Source extract ▸
▼

EXHIBIT 99.5
SHAREHOLDER AGREEMENT
SHAREHOLDER AGREEMENT, dated as of November 9, 2001, by and between
Enron Corp., an Oregon corporation ("ENRON"), and Xxxxxxx X. Xxxxxx
("SHAREHOLDER").
WHEREAS, concurrently herewith, Dynegy Inc. ("DYNEGY"), Enron and
certain other entities are entering into an Agreement and Plan of Merger (as
amended or supplemented from time to time, the "MERGER AGREEMENT;" capitalized
terms used without definition herein having the meanings ascribed thereto in the
Merger Agreement);
WHEREAS, as of September 30, 2001, Shareholder owns and/or has the
power to vote, as applicable, the number and type of Shares (as defined in
Section 5) set forth in Schedule I hereto;
WHEREAS, the Board of Directors of Dynegy has, prior to the execution
of this Agreement, approved and adopted the Merger Agreement, and such approvals
and adoption have not been withdrawn;
WHEREAS, approval of the Merger Agreement by Dynegy's shareholders is a
condition to the consummation of the Mergers; and
WHEREAS, as a condition to its entering into the Merger Agreement,
Enron has required that Shareholder agrees, and Shareholder has so agreed, to
enter into this Agreement.
NOW THEREFORE, in consideration of the foregoing and the mutual
covenants and agreements set forth herein, the parties hereto agree as follows:
Section 1. Agreement to Vote. (a) Unless the Dynegy Board of Directors
shall have withdrawn its recommendation in favor of the Mergers, Shareholder
hereby agrees to attend the meeting of Dynegy shareholders at which the matters
contemplated by the Merger Agreement or this Agreement are to be presented to a
vote of shareholders of Dynegy, in person or by proxy, and to vote (or cause to
be voted) all Shares and any other voting securities of Dynegy that Shareholder,
directly or indirectly, owns or has the right to vote or direct the voting of
(including any such securities acquired hereafter but excluding any Shares or
other securities Shareholder has the right to acquire but has not acquired)

▲

Set task ▸ Write the next part of the shareholder agreement, starting right after its last line.

Dataset excerpts ▸
▼

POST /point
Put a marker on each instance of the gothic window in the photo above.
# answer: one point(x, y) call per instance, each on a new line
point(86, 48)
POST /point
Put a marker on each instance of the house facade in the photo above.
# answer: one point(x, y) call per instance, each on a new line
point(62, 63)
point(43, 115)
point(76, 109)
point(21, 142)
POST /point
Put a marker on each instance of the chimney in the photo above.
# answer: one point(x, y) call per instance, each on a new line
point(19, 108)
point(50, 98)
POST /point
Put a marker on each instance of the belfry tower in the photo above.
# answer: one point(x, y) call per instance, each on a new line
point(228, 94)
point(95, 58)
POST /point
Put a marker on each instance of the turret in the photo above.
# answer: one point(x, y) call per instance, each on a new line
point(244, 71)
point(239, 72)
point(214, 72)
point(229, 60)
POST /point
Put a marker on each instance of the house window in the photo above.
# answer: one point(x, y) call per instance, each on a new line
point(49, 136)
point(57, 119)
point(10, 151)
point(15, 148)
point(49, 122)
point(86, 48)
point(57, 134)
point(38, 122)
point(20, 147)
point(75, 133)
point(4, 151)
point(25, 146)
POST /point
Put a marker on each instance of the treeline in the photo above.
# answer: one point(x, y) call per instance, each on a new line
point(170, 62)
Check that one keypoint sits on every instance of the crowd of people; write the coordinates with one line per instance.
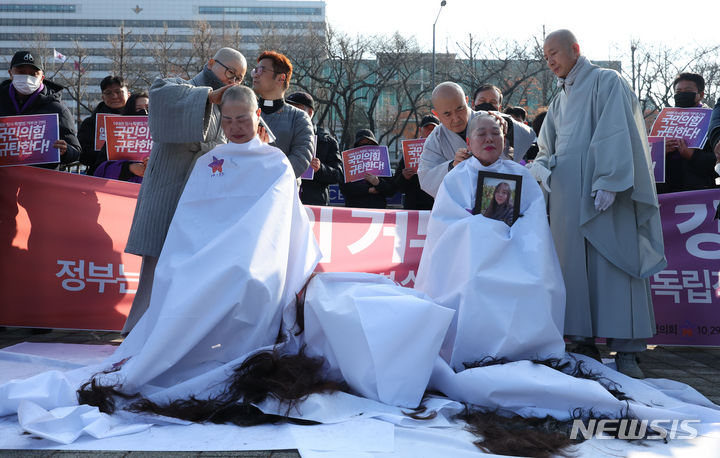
(496, 287)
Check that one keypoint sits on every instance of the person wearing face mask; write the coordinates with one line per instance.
(686, 168)
(27, 92)
(115, 95)
(184, 125)
(127, 170)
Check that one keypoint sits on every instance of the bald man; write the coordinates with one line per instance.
(604, 217)
(184, 123)
(446, 146)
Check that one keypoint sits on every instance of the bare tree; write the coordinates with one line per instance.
(75, 79)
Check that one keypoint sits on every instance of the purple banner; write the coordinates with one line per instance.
(657, 154)
(28, 139)
(686, 295)
(689, 123)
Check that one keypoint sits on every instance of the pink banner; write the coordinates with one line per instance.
(686, 295)
(128, 137)
(412, 149)
(26, 140)
(366, 159)
(63, 265)
(688, 123)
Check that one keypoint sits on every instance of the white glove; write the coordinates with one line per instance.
(603, 200)
(540, 173)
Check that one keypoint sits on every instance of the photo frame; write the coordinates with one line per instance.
(506, 207)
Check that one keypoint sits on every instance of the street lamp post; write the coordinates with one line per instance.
(443, 3)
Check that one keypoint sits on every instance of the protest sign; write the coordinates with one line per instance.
(689, 123)
(128, 137)
(371, 159)
(100, 136)
(28, 139)
(412, 149)
(657, 154)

▲

Answer ▸
(collectively, the "COVERED SHARES") for approval and adoption of the following:
(i) the Merger Agreement and (ii) any related action reasonably required in
furtherance thereof. Unless the Dynegy Board of Directors shall have withdrawn
its recommendation in favor of the Mergers, Shareholder hereby further agrees
that until the Termination Date (as defined in Section 1(b)), he shall, from
time to time, in connection with any consent solicitation relating to the Merger
Agreement, timely execute and deliver (or cause to be timely executed and
delivered) a written consent with respect to any Covered Shares in favor of the
approval and adoption of the Merger Agreement and any action required in
furtherance thereof.
(b) From and after the date hereof until the Termination Date, unless
the Dynegy Board of Directors shall have withdrawn its recommendation of the
Mergers, Shareholder hereby agrees
to vote (or cause to be voted) any Covered Shares against any Dynegy Acquisition
Proposal and any related action reasonably required in furtherance thereof, at
any meeting of shareholders of Dynegy (including any adjournments or
postponements thereof) called to consider and vote on any Dynegy Acquisition
Proposal. Shareholder further agrees that, until the Termination Date, in
connection with any consent solicitation relating to a Dynegy Acquisition
Proposal, Shareholder will timely execute and deliver (or cause to be timely
executed and delivered) a written consent with respect to any Covered Shares
against any Dynegy Acquisition Proposal as contemplated by the immediately
preceding sentence. For purposes hereof, the term "TERMINATION DATE" shall mean
the first to occur of (a) the termination of the Merger Agreement and (b) the
date of consummation of the Mergers.
(c) Shareholder hereby revokes any and all previous proxies with
respect to any Covered Shares.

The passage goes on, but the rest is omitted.